• **STUDY MATERIAL**:

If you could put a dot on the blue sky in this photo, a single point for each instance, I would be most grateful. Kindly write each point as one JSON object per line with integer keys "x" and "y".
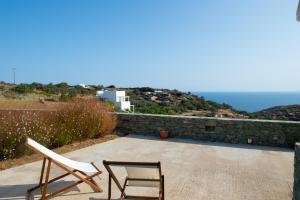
{"x": 224, "y": 45}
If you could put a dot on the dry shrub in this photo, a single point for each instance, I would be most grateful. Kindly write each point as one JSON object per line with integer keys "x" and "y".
{"x": 70, "y": 122}
{"x": 82, "y": 119}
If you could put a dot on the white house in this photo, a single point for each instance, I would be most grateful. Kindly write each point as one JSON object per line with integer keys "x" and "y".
{"x": 118, "y": 97}
{"x": 298, "y": 12}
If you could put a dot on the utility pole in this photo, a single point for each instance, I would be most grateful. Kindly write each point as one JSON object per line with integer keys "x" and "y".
{"x": 298, "y": 12}
{"x": 14, "y": 74}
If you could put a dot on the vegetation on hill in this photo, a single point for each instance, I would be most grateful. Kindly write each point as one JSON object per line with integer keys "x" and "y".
{"x": 164, "y": 101}
{"x": 291, "y": 112}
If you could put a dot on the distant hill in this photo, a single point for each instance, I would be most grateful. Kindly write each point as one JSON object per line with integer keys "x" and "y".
{"x": 145, "y": 99}
{"x": 290, "y": 112}
{"x": 165, "y": 101}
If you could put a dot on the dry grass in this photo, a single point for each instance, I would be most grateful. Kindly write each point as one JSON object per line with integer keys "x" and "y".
{"x": 66, "y": 123}
{"x": 64, "y": 149}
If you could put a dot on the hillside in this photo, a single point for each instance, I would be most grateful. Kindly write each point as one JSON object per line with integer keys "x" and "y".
{"x": 145, "y": 99}
{"x": 291, "y": 112}
{"x": 165, "y": 101}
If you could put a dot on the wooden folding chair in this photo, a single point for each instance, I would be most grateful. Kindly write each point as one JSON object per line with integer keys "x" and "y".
{"x": 139, "y": 174}
{"x": 79, "y": 170}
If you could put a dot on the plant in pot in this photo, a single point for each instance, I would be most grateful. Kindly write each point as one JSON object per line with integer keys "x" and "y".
{"x": 164, "y": 134}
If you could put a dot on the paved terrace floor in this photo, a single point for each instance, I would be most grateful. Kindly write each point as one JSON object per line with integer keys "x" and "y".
{"x": 193, "y": 170}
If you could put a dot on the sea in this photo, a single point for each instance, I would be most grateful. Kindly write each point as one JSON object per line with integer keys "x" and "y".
{"x": 252, "y": 101}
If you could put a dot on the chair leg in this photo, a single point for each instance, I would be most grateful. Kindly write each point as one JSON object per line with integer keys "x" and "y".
{"x": 123, "y": 189}
{"x": 46, "y": 180}
{"x": 163, "y": 187}
{"x": 109, "y": 187}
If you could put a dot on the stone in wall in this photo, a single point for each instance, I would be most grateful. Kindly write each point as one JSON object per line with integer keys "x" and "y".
{"x": 244, "y": 131}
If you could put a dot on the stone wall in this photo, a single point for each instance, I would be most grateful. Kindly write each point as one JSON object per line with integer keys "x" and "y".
{"x": 258, "y": 132}
{"x": 297, "y": 173}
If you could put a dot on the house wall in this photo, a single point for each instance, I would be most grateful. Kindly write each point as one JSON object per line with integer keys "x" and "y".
{"x": 258, "y": 132}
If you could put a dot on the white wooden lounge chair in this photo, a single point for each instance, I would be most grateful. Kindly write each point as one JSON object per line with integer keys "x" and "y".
{"x": 75, "y": 168}
{"x": 139, "y": 174}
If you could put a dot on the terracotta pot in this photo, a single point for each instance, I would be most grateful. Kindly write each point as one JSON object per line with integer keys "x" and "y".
{"x": 164, "y": 134}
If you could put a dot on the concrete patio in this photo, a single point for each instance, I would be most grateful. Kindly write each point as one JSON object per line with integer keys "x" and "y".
{"x": 192, "y": 169}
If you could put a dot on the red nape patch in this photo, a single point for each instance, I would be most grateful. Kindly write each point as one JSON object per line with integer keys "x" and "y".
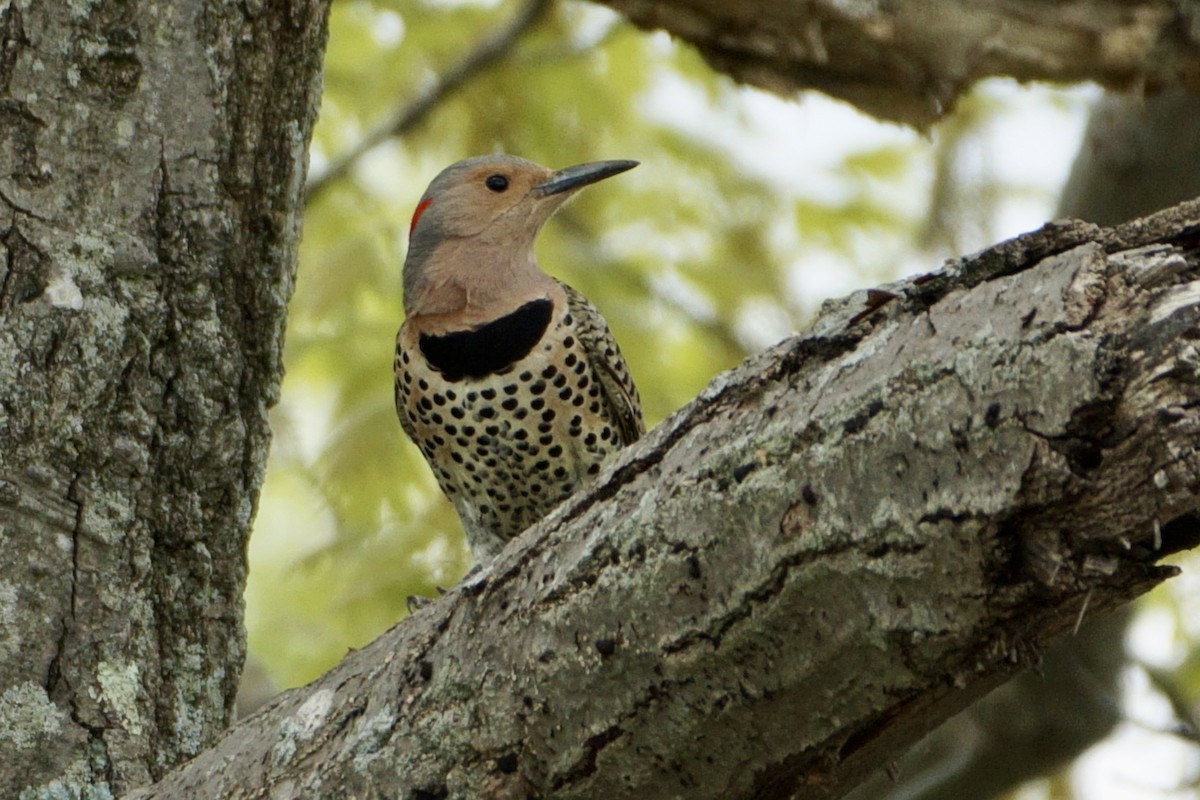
{"x": 417, "y": 215}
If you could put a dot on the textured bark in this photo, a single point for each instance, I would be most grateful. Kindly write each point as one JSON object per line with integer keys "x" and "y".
{"x": 150, "y": 161}
{"x": 910, "y": 60}
{"x": 835, "y": 547}
{"x": 1137, "y": 156}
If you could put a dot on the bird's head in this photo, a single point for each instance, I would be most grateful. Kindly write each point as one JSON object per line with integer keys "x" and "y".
{"x": 478, "y": 220}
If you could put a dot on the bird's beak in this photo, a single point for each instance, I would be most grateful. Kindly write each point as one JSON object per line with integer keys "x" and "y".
{"x": 580, "y": 175}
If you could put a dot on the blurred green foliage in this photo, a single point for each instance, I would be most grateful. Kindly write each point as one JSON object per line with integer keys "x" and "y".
{"x": 693, "y": 258}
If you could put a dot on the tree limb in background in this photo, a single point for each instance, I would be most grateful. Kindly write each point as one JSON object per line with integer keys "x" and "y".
{"x": 911, "y": 60}
{"x": 835, "y": 547}
{"x": 1138, "y": 155}
{"x": 407, "y": 116}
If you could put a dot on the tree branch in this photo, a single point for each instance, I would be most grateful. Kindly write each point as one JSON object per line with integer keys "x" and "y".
{"x": 911, "y": 60}
{"x": 407, "y": 116}
{"x": 835, "y": 547}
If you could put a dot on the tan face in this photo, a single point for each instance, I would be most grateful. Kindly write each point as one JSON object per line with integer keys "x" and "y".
{"x": 473, "y": 196}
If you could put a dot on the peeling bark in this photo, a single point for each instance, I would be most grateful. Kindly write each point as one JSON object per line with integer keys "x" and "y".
{"x": 150, "y": 161}
{"x": 835, "y": 547}
{"x": 910, "y": 60}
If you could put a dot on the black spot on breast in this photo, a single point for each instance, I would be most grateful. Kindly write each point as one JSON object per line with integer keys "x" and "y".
{"x": 489, "y": 348}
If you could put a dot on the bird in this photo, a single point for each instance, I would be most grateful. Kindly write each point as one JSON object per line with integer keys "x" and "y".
{"x": 507, "y": 379}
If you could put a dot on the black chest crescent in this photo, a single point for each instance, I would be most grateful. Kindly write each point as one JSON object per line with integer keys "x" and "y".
{"x": 489, "y": 348}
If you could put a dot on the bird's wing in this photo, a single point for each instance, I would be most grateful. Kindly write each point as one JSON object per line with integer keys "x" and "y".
{"x": 609, "y": 365}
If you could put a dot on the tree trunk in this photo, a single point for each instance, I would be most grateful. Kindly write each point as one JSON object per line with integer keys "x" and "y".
{"x": 150, "y": 163}
{"x": 835, "y": 547}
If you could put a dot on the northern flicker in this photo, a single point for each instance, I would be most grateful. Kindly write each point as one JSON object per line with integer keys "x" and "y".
{"x": 508, "y": 380}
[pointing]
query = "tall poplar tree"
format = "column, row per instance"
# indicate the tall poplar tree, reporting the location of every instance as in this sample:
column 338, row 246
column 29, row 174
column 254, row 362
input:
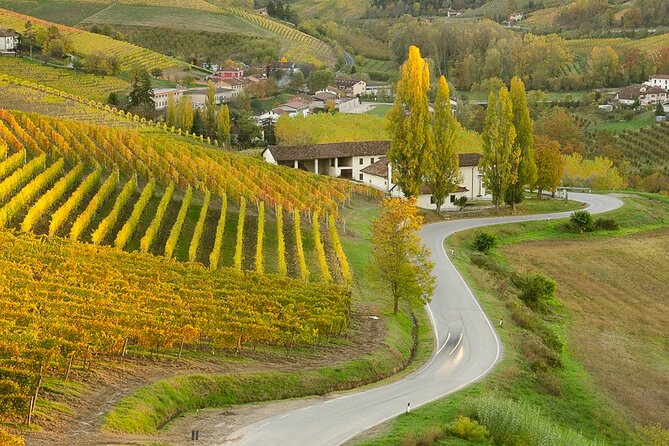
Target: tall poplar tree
column 184, row 119
column 210, row 110
column 443, row 173
column 224, row 125
column 409, row 125
column 171, row 110
column 525, row 168
column 499, row 150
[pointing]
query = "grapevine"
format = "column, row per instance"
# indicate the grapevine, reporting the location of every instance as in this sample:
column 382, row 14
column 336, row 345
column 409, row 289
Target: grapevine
column 178, row 224
column 199, row 227
column 153, row 228
column 128, row 228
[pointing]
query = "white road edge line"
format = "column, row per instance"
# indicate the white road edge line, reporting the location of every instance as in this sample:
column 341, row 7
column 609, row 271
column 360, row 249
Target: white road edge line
column 445, row 343
column 456, row 345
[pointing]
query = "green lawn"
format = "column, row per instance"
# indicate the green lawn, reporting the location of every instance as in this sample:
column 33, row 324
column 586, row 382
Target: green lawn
column 642, row 120
column 568, row 396
column 380, row 110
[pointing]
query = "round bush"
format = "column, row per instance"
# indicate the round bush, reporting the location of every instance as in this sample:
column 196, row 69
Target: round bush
column 484, row 241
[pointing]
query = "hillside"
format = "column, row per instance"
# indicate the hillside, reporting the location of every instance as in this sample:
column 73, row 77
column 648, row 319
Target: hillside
column 23, row 95
column 85, row 43
column 88, row 86
column 200, row 16
column 149, row 192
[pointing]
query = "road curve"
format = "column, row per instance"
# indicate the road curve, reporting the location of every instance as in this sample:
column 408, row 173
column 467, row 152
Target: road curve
column 467, row 349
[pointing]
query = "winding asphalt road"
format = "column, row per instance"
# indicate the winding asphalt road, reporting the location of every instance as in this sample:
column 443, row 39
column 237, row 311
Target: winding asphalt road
column 467, row 349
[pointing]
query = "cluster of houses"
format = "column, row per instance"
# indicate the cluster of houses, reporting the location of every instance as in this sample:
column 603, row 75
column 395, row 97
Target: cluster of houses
column 652, row 92
column 366, row 162
column 228, row 83
column 343, row 96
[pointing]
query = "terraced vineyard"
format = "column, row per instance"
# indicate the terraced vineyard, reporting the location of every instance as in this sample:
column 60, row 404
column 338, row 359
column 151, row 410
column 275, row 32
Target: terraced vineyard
column 64, row 182
column 24, row 95
column 647, row 149
column 301, row 46
column 651, row 45
column 88, row 86
column 129, row 55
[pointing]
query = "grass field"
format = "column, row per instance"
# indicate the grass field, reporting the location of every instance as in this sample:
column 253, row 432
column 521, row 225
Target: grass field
column 330, row 9
column 66, row 12
column 325, row 128
column 84, row 43
column 642, row 120
column 87, row 86
column 610, row 312
column 14, row 96
column 166, row 17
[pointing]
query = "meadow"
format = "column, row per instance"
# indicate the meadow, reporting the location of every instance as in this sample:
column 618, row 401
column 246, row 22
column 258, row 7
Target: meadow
column 84, row 43
column 17, row 94
column 89, row 86
column 325, row 128
column 596, row 316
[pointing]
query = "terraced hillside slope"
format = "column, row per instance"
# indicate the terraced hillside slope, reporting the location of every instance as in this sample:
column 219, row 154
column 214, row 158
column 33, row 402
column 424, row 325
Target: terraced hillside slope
column 263, row 257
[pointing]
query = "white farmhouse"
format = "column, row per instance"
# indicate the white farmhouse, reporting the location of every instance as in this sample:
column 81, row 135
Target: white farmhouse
column 161, row 95
column 198, row 96
column 366, row 162
column 659, row 80
column 645, row 94
column 340, row 160
column 379, row 176
column 9, row 41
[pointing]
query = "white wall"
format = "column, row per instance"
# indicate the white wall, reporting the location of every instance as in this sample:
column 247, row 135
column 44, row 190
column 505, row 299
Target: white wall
column 366, row 161
column 471, row 180
column 375, row 181
column 424, row 202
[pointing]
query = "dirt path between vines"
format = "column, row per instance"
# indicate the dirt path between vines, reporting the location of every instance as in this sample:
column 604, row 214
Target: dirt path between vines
column 112, row 380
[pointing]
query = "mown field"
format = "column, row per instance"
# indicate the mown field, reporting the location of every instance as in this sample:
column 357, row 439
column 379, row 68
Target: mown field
column 84, row 43
column 330, row 9
column 88, row 86
column 18, row 94
column 590, row 361
column 324, row 128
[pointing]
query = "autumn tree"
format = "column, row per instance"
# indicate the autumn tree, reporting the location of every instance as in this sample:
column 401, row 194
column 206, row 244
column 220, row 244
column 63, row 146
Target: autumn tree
column 550, row 164
column 603, row 66
column 171, row 117
column 500, row 151
column 401, row 262
column 140, row 99
column 443, row 173
column 558, row 125
column 409, row 125
column 223, row 120
column 185, row 116
column 524, row 167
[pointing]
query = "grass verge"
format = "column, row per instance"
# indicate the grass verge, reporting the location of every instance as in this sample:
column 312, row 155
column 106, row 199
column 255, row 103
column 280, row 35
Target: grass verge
column 571, row 395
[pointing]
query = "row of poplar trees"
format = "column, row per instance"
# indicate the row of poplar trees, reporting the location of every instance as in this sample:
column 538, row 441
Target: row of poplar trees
column 423, row 149
column 209, row 123
column 423, row 144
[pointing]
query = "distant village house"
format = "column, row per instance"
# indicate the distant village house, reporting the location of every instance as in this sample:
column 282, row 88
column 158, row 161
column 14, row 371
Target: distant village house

• **WHAT THE TASK ASKS**: Your answer must be a single number: the count of lines in the records that include "village".

• **RESPONSE TO THIS EXERCISE**: 3